• _Prompt_:
Search the material for the string "spire", then show every line where it turns up.

-- Opening Marker --

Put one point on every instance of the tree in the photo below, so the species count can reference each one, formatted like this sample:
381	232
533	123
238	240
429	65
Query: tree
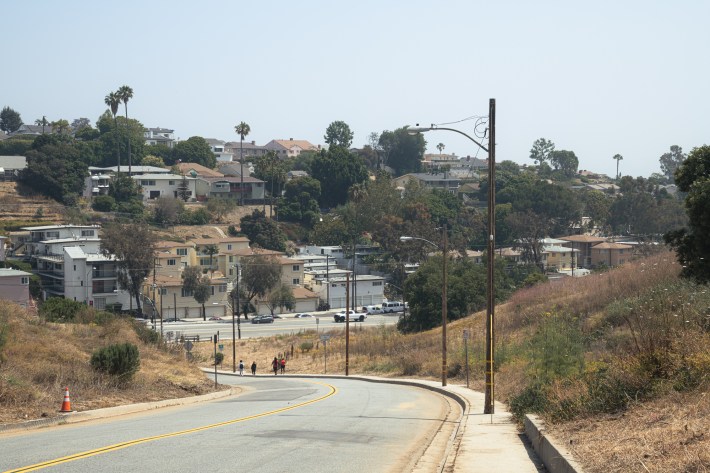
337	169
112	100
618	158
194	150
60	126
564	161
193	282
260	274
404	152
55	168
10	120
242	130
338	133
671	161
125	93
540	152
43	122
263	231
134	262
466	292
692	244
281	297
300	201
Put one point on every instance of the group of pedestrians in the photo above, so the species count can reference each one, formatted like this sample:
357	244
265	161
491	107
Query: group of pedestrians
276	364
241	368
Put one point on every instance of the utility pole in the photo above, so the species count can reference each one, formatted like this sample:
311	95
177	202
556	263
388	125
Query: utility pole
347	324
489	402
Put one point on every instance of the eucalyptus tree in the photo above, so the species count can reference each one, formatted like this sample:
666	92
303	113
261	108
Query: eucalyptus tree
113	100
125	93
242	130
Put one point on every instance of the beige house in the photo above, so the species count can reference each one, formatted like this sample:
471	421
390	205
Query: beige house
611	254
584	244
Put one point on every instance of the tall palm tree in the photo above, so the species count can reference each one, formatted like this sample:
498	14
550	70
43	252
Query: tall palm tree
618	158
125	93
242	130
112	100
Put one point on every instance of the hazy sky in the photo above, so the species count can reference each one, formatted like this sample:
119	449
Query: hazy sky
598	78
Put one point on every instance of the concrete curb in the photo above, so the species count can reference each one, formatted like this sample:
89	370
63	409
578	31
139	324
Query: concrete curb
555	458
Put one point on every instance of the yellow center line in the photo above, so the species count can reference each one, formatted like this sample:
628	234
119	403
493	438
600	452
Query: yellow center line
130	443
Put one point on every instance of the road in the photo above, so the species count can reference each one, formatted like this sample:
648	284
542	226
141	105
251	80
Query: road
278	424
286	325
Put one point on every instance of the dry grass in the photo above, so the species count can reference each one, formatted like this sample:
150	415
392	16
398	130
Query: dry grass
40	359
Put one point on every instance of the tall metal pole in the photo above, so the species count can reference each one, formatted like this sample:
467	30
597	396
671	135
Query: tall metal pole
490	305
347	324
234	336
444	309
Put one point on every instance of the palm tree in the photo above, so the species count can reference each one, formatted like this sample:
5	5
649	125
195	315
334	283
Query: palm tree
618	158
242	130
125	93
112	100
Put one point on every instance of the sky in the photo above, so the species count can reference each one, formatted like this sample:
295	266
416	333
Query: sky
597	78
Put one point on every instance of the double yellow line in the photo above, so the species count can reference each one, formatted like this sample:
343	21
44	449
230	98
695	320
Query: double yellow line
130	443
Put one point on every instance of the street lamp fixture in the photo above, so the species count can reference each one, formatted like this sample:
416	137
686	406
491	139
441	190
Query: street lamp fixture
443	297
489	407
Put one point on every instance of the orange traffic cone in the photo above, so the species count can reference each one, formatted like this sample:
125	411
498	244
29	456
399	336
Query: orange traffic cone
66	405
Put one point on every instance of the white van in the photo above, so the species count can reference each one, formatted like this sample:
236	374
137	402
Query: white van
390	307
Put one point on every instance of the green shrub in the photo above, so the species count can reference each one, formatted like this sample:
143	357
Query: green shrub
218	358
103	203
57	309
120	360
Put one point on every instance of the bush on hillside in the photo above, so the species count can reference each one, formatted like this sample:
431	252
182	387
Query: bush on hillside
120	360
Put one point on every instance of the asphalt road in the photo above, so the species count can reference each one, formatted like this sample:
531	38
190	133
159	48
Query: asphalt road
279	424
286	325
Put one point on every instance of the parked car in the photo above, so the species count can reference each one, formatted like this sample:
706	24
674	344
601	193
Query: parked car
340	316
390	307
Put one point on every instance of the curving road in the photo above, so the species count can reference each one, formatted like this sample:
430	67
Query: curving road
278	424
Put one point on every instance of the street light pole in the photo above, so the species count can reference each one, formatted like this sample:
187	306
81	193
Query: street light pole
490	300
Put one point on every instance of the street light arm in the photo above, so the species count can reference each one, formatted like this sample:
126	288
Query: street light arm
413	130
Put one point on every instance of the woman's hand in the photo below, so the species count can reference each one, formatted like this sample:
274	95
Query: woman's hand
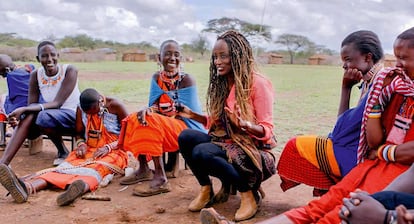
14	116
403	215
141	115
235	117
362	208
101	152
184	111
351	77
81	151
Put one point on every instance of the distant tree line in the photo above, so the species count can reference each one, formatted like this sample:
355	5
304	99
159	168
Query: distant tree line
293	45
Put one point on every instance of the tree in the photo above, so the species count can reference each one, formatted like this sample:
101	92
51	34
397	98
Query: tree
249	30
200	44
294	43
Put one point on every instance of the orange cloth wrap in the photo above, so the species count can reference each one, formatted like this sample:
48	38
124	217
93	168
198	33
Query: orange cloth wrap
158	136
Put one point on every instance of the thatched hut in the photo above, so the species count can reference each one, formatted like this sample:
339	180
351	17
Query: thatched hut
72	54
135	55
271	58
389	60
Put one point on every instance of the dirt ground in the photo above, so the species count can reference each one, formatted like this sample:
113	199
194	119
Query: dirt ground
126	208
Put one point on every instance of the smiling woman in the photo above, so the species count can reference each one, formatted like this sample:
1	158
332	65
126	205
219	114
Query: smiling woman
53	97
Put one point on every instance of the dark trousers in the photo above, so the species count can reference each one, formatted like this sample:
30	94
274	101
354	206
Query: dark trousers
207	159
391	199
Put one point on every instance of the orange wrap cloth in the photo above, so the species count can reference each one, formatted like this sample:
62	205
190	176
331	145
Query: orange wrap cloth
93	172
371	176
158	136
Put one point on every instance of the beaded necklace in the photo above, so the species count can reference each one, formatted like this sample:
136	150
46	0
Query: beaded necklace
51	80
171	80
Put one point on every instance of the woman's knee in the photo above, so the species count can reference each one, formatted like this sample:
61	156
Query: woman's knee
206	151
185	136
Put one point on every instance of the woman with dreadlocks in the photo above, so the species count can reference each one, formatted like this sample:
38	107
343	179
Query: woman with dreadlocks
240	120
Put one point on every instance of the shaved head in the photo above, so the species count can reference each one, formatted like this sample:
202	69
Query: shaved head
6	64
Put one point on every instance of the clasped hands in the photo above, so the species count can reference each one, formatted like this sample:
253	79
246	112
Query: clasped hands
362	208
182	111
235	117
100	152
14	117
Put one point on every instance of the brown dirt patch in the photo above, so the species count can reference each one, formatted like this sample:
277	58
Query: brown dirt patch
126	208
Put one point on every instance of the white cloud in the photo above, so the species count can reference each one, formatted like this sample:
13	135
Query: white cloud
326	22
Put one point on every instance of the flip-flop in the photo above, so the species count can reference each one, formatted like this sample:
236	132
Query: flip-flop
12	184
133	179
145	190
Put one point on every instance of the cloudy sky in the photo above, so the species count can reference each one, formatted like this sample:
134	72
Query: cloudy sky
325	22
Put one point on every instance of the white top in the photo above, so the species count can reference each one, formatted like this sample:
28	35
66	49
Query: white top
50	86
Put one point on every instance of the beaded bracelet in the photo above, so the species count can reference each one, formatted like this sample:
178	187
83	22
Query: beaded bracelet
374	115
386	152
80	142
376	107
109	148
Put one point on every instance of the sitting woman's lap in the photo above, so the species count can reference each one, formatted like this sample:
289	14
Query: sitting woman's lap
56	118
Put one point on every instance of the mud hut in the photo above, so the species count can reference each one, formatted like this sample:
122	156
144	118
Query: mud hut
135	55
389	60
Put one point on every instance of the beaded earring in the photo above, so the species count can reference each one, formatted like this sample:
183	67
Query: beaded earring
101	106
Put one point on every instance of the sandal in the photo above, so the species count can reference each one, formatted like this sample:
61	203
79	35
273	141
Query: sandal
133	179
210	216
75	190
14	185
145	190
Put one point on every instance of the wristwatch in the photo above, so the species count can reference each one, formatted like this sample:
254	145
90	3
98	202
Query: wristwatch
393	218
248	125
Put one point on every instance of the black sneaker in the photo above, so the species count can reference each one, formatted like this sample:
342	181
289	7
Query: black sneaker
14	185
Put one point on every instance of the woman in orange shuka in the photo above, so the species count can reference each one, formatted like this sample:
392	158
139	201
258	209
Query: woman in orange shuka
98	123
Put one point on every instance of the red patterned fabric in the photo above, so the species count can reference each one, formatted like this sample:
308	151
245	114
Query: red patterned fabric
308	174
401	84
371	176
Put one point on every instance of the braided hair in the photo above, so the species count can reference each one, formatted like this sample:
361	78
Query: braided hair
243	66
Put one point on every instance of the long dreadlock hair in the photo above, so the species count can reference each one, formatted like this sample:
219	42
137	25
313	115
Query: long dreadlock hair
243	66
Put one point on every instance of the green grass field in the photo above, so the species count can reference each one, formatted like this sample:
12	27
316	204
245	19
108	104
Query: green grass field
306	102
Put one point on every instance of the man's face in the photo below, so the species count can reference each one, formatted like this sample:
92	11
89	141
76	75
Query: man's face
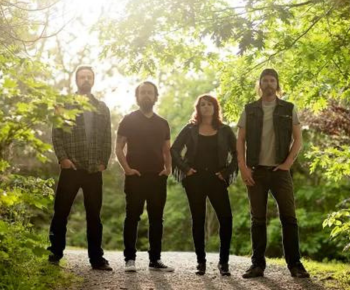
206	108
146	97
268	85
85	80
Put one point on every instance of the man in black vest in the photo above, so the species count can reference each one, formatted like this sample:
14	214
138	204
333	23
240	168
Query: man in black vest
269	140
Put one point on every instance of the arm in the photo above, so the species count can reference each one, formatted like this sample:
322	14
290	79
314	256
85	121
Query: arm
167	159
246	172
294	151
57	141
121	141
232	168
176	149
107	142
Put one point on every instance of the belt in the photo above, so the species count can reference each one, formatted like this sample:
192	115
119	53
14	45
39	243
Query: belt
262	167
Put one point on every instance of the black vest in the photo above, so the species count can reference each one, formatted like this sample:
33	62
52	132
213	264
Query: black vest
282	124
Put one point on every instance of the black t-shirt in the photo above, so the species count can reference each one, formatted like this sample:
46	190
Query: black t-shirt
207	157
145	140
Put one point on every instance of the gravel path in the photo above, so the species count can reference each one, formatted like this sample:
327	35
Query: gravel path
276	277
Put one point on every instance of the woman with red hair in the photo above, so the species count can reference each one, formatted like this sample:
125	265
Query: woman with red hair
206	170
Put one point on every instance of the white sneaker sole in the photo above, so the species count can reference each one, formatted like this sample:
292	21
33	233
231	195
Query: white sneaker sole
161	269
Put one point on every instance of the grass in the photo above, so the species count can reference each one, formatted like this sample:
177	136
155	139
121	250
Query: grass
332	275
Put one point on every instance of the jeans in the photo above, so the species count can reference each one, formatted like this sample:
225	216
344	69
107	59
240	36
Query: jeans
69	183
281	186
198	187
149	188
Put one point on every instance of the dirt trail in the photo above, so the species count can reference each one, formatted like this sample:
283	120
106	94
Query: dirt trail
276	277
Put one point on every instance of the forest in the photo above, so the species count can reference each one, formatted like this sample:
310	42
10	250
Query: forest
187	47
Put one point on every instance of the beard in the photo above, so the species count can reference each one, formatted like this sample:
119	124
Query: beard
268	91
146	105
85	87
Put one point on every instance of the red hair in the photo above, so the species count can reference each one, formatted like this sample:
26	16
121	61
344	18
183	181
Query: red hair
196	116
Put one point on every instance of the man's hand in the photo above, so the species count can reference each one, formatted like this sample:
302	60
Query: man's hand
131	171
286	165
218	174
191	172
247	176
66	164
165	172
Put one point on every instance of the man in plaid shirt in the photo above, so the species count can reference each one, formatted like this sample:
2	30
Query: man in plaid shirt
83	154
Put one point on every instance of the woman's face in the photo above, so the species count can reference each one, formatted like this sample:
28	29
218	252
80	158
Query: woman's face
206	108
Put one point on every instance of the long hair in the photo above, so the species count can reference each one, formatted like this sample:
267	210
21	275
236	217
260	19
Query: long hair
196	116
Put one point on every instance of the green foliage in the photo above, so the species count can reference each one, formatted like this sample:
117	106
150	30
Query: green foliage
332	274
340	222
307	41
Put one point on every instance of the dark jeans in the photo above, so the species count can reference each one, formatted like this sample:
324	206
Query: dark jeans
149	188
69	183
198	187
281	186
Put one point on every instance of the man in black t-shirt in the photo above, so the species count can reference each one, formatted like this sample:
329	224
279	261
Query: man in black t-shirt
147	165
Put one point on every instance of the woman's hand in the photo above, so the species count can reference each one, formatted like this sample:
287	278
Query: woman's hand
191	172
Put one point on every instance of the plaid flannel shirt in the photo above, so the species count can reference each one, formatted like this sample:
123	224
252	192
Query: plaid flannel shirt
74	145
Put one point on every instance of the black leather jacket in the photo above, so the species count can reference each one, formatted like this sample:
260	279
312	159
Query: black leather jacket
188	140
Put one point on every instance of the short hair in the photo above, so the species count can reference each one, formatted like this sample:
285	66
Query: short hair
146	83
196	116
83	67
270	72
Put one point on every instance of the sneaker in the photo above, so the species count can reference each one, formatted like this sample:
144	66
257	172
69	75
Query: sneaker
224	270
159	266
299	271
201	268
253	272
101	265
130	266
54	259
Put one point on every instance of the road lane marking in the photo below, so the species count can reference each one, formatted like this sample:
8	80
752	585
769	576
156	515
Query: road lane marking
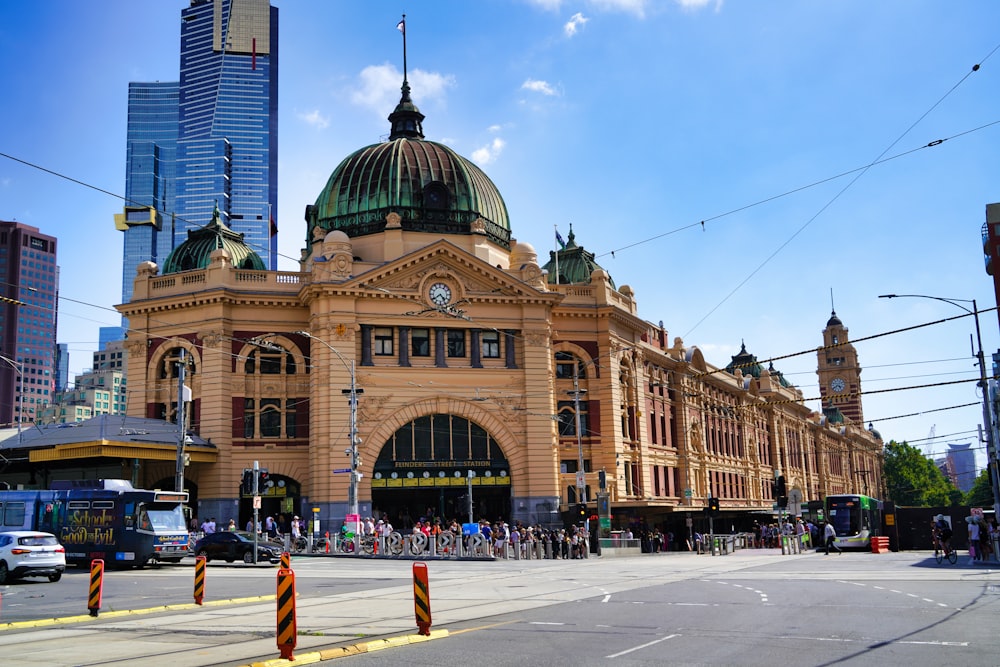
640	647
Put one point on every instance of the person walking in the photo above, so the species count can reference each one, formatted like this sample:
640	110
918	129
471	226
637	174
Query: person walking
830	538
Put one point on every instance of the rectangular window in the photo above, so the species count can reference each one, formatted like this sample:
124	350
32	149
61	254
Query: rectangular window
491	344
248	417
13	514
383	341
290	418
420	340
456	342
270	418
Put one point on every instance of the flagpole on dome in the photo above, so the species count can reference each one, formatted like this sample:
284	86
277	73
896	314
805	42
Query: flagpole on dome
556	227
401	26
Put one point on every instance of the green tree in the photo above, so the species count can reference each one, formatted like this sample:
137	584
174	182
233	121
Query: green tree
981	493
913	480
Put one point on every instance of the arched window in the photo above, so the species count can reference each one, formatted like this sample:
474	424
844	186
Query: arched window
564	366
567	419
269	411
170	362
269	362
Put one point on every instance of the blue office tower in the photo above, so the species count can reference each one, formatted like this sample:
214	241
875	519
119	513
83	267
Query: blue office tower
227	144
150	150
210	139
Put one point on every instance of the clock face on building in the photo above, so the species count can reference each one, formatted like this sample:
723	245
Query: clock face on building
439	294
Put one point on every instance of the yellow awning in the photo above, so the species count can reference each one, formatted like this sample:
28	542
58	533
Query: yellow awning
121	450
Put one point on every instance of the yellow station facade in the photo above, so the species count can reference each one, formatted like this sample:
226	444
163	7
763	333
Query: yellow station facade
476	366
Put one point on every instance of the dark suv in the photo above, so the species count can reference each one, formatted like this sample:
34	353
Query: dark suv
231	546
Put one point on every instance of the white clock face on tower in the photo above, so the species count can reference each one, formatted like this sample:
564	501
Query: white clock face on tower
439	294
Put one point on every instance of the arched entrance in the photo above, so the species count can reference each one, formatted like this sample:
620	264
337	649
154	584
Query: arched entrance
280	498
428	467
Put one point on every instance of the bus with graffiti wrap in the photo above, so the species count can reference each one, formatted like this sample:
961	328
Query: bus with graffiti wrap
103	518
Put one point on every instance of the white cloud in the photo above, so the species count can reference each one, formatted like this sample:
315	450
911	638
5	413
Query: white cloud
314	118
547	5
575	23
379	87
538	86
695	5
489	152
636	7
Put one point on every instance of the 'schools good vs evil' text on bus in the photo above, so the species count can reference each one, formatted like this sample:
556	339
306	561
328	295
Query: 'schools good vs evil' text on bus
103	518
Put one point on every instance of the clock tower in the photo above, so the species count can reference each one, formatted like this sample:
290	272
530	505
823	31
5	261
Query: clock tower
839	372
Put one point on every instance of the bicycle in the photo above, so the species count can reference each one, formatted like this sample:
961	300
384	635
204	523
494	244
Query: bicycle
943	550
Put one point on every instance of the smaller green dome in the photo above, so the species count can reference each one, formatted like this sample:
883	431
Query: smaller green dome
572	264
196	251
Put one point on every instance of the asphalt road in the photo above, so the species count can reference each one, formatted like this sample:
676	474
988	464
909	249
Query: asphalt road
748	608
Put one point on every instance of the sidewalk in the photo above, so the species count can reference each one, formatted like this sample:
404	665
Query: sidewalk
242	632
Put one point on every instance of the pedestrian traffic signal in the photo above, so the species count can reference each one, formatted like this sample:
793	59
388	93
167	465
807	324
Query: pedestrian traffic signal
247	483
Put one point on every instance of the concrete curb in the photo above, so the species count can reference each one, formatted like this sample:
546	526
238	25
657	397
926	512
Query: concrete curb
347	651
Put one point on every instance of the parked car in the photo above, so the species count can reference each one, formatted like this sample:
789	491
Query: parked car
230	546
29	553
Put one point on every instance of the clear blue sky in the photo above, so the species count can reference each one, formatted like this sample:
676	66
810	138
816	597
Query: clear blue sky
633	120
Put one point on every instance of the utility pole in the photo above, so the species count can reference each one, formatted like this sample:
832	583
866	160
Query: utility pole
181	431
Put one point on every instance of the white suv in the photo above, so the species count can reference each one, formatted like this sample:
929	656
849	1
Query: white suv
28	553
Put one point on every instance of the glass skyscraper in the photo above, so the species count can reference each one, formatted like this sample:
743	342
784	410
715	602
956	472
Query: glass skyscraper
27	321
211	139
150	149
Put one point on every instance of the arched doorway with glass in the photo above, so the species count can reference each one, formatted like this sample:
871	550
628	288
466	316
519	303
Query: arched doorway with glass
280	499
427	468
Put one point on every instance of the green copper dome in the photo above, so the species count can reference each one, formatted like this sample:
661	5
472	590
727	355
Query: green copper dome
431	187
572	264
747	363
196	251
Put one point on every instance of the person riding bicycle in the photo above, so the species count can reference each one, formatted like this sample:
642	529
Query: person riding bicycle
942	533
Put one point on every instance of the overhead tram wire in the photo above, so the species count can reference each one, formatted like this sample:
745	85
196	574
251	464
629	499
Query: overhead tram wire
860	172
877	161
701	223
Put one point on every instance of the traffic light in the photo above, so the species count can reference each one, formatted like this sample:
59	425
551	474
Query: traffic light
780	493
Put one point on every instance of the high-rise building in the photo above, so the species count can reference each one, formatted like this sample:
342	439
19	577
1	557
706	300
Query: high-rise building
62	366
210	139
108	335
30	287
959	465
150	148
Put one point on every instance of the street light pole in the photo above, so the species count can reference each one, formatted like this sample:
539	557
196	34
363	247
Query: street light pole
19	367
352	451
991	452
581	483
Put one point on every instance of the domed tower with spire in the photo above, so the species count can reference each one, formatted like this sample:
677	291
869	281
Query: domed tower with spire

-- Closing Marker --

• _Response_:
Put one point on every instance of the domed tower with spire in the photo above, so the species count can reference each one, formatted like this sample:
Query: domed tower with spire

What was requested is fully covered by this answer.